## What the task requires
Echo the data below word for word, from its first line through the line containing "column 228, row 123".

Stored entries:
◇ ◇ ◇ ◇ ◇ ◇ ◇
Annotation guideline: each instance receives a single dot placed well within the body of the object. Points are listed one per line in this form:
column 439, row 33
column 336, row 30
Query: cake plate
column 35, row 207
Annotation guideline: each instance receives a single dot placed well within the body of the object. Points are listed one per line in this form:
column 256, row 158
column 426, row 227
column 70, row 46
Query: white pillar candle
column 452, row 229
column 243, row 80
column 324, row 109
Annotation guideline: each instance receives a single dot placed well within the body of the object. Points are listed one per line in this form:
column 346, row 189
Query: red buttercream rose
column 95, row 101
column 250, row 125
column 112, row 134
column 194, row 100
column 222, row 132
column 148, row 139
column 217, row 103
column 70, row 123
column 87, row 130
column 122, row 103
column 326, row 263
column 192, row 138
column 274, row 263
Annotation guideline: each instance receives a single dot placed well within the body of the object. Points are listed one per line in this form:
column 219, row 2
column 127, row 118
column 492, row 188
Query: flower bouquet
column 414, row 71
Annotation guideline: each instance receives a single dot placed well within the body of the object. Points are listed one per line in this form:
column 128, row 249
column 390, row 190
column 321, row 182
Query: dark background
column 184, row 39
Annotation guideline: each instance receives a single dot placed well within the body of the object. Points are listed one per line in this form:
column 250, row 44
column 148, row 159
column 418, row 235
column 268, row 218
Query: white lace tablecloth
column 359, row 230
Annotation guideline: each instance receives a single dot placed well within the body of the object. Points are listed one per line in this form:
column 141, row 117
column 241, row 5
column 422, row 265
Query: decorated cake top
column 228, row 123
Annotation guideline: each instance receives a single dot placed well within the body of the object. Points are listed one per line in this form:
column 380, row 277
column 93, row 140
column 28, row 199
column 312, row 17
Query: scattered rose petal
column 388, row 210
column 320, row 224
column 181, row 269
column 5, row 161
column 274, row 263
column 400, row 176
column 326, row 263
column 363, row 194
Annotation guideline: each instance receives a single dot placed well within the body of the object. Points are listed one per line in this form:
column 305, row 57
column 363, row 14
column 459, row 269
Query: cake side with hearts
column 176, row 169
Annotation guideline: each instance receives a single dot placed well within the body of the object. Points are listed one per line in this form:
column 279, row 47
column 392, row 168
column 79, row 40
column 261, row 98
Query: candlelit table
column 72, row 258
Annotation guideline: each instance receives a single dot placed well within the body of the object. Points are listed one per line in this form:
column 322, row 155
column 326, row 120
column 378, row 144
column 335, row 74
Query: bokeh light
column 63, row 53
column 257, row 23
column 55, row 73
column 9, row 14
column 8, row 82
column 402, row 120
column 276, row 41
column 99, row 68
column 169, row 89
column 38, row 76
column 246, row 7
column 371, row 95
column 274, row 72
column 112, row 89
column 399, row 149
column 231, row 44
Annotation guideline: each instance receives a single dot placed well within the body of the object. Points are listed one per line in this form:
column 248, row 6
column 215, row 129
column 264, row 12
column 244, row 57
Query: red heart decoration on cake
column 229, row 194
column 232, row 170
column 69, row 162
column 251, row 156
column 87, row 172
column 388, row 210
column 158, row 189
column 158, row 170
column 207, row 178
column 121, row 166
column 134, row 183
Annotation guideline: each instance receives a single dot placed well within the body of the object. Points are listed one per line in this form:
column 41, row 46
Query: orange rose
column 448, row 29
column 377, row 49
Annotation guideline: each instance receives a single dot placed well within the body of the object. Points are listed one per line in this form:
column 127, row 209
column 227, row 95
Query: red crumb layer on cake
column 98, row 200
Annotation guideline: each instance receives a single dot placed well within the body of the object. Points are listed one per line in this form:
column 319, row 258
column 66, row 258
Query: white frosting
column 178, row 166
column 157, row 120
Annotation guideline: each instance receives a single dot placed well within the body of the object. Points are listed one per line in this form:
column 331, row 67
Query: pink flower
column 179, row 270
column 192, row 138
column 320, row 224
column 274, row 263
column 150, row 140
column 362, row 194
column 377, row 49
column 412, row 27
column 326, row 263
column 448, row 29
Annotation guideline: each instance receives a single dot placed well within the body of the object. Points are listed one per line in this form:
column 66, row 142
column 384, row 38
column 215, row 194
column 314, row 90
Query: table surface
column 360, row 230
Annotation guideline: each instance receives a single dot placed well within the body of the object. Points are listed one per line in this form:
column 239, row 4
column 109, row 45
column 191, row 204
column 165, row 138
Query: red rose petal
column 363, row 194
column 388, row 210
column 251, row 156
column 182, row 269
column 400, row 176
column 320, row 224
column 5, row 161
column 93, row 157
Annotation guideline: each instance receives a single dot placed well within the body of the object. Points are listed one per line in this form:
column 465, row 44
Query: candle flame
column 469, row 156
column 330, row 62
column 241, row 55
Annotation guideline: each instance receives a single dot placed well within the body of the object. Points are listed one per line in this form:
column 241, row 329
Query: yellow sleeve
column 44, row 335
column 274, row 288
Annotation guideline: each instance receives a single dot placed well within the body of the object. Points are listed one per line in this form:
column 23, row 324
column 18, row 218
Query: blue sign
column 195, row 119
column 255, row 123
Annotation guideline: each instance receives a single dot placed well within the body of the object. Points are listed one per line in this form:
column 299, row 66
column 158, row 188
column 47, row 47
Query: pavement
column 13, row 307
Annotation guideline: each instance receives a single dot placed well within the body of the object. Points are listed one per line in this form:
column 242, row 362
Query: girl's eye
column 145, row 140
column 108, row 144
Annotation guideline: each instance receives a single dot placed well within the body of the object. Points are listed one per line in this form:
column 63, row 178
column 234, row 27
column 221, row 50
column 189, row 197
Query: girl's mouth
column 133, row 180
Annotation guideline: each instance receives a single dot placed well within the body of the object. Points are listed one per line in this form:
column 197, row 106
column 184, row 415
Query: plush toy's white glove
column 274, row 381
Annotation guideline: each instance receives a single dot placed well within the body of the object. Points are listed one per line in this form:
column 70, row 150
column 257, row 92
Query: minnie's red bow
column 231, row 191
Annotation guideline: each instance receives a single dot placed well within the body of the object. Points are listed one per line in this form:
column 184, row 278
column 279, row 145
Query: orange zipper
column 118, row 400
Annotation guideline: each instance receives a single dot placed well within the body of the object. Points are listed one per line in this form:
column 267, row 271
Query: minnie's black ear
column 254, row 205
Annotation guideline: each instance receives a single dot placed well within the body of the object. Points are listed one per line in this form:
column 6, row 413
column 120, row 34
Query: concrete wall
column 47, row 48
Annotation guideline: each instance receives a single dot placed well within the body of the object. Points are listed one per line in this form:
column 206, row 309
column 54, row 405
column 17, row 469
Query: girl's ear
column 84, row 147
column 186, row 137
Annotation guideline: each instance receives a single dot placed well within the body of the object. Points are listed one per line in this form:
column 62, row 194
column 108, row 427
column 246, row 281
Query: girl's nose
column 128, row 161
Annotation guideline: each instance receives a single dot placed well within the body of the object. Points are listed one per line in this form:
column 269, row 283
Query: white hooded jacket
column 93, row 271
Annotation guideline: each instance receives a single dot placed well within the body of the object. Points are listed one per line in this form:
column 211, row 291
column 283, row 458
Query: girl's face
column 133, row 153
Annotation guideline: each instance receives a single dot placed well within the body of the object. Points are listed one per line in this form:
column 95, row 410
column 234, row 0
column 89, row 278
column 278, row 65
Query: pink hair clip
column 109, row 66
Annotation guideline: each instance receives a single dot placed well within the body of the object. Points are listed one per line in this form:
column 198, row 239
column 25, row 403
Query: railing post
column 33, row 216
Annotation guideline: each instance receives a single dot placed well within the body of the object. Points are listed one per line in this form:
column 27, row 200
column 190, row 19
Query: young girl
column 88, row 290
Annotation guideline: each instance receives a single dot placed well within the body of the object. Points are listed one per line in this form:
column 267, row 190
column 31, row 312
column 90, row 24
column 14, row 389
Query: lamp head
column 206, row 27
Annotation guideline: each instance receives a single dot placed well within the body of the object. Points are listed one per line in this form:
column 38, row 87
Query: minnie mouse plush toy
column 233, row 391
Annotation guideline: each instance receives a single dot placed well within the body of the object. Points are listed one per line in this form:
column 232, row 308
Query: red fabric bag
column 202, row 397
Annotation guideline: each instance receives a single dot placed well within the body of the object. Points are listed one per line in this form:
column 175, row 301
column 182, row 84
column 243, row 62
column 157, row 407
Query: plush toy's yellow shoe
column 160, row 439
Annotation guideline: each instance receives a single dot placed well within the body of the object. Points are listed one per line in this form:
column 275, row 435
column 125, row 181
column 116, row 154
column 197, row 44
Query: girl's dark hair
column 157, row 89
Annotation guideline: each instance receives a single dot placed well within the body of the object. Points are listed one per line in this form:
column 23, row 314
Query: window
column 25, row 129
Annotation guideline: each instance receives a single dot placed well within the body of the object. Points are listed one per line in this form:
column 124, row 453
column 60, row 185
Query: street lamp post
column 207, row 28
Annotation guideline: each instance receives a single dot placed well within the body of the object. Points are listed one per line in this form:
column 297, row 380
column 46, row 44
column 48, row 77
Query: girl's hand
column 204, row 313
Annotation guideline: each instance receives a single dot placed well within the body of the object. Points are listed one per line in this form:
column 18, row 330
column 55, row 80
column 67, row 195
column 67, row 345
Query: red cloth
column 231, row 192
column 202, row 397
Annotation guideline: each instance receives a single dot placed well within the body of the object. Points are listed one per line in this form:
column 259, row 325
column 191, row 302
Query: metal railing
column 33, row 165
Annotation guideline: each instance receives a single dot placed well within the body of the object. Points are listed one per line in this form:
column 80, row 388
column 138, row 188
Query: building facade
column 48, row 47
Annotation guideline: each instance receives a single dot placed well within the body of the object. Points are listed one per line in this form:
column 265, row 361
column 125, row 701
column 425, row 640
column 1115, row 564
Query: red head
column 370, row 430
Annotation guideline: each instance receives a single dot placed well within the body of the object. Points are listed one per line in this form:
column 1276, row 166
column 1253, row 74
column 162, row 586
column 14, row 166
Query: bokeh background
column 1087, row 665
◇ ◇ ◇ ◇ ◇ ◇ ◇
## Solved exercise
Annotation guideline: each instance receives a single dot placed well within the body of the object. Points are listed one per line in this form:
column 439, row 33
column 336, row 30
Query: cake plate
column 35, row 207
Annotation guideline: each instance receives a single dot placed well within the body of the object. Points are listed one per line in this form:
column 256, row 158
column 426, row 227
column 70, row 46
Query: white pillar candle
column 452, row 229
column 243, row 80
column 324, row 109
Annotation guideline: each instance receives a single dot placed well within the body of the object. Points are listed one per line in this form:
column 346, row 189
Query: red buttercream rose
column 95, row 101
column 250, row 125
column 112, row 134
column 194, row 100
column 222, row 132
column 148, row 139
column 217, row 103
column 70, row 123
column 87, row 130
column 122, row 103
column 326, row 263
column 192, row 138
column 274, row 263
Annotation guideline: each instance receives a single dot placed well within the body of the object. Points are listed one per line in this form:
column 219, row 2
column 127, row 118
column 492, row 188
Query: flower bouquet
column 414, row 71
Annotation guideline: each instance receives a single dot placed well within the body of the object. Points are listed one per line in this form:
column 128, row 249
column 390, row 190
column 321, row 182
Query: dark background
column 184, row 39
Annotation guideline: each instance receives a single dot placed well within the body of the object. Points are listed one per line in this form:
column 250, row 44
column 148, row 159
column 418, row 235
column 268, row 218
Query: white lace tablecloth
column 359, row 230
Annotation guideline: each instance receives a single dot placed well within the body of the object. Points are listed one per line in this form:
column 141, row 117
column 241, row 5
column 422, row 265
Query: decorated cake top
column 228, row 123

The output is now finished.